::: RECORDS FOR THE EXERCISE

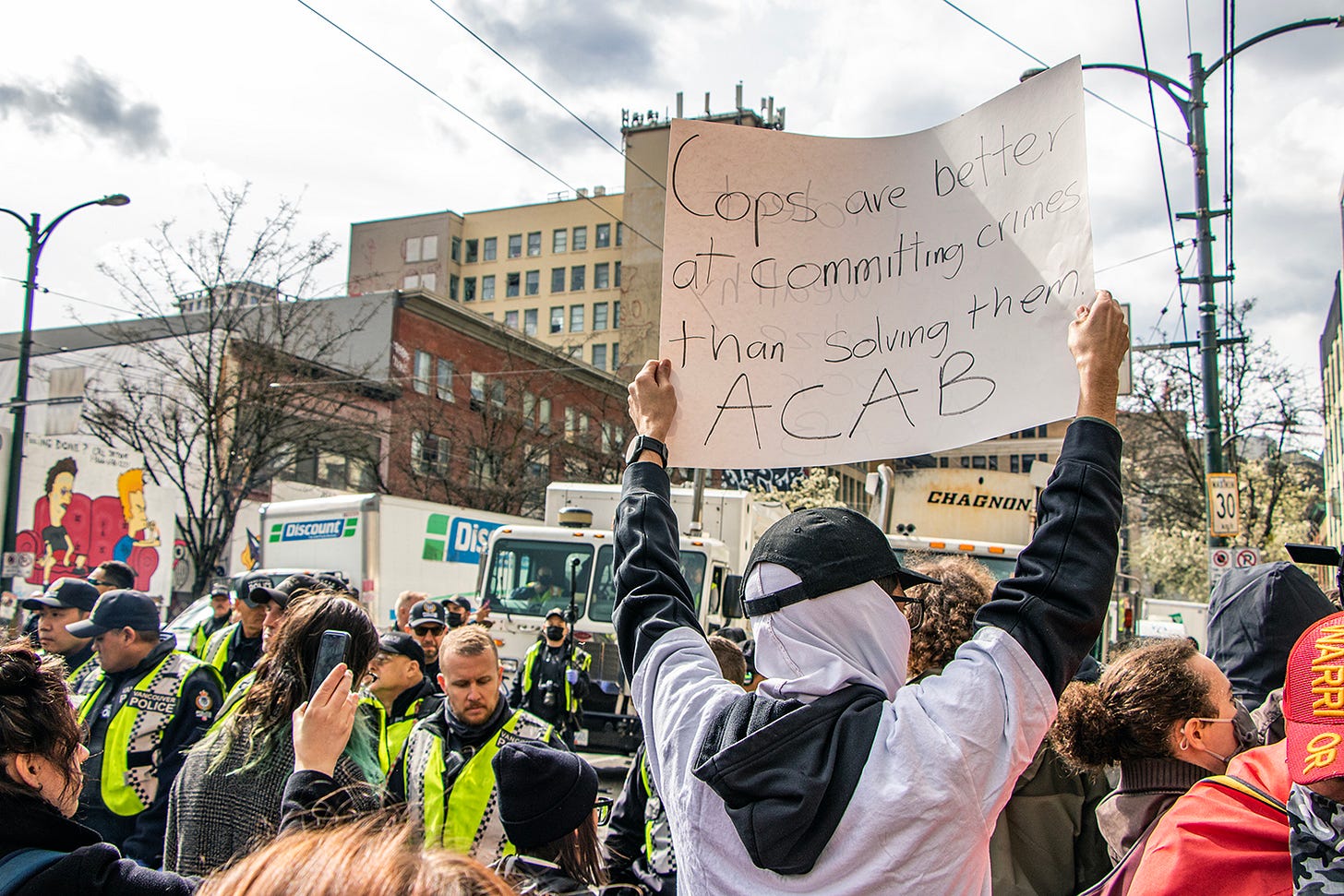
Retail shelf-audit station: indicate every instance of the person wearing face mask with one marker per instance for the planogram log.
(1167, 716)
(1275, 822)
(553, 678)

::::::
::: RECORDS FOR THE EXERCISE

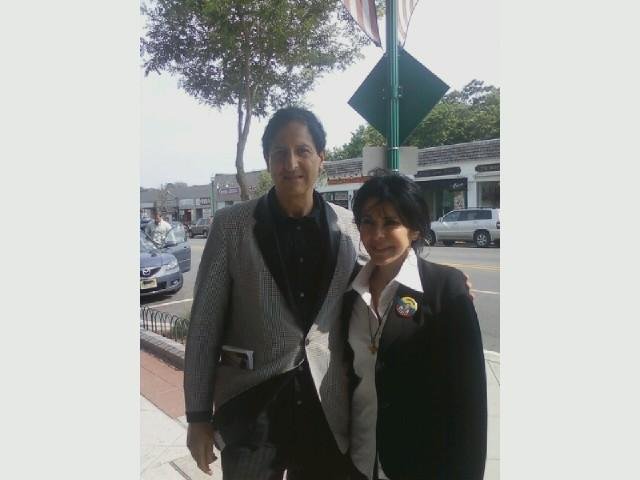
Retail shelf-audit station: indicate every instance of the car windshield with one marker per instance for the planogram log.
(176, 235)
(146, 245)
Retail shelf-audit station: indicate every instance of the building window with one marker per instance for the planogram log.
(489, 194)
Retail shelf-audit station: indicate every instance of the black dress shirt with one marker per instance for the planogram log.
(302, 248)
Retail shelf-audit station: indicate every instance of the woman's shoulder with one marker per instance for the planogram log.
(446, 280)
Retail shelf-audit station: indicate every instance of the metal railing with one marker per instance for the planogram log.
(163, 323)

::::::

AIM. Show each line of the records above that contains the word "metal", copied in full.

RESPONSE BELOW.
Retail shelf-audit station: indicate every instance of the metal railing with one marker per instance for the planogram log.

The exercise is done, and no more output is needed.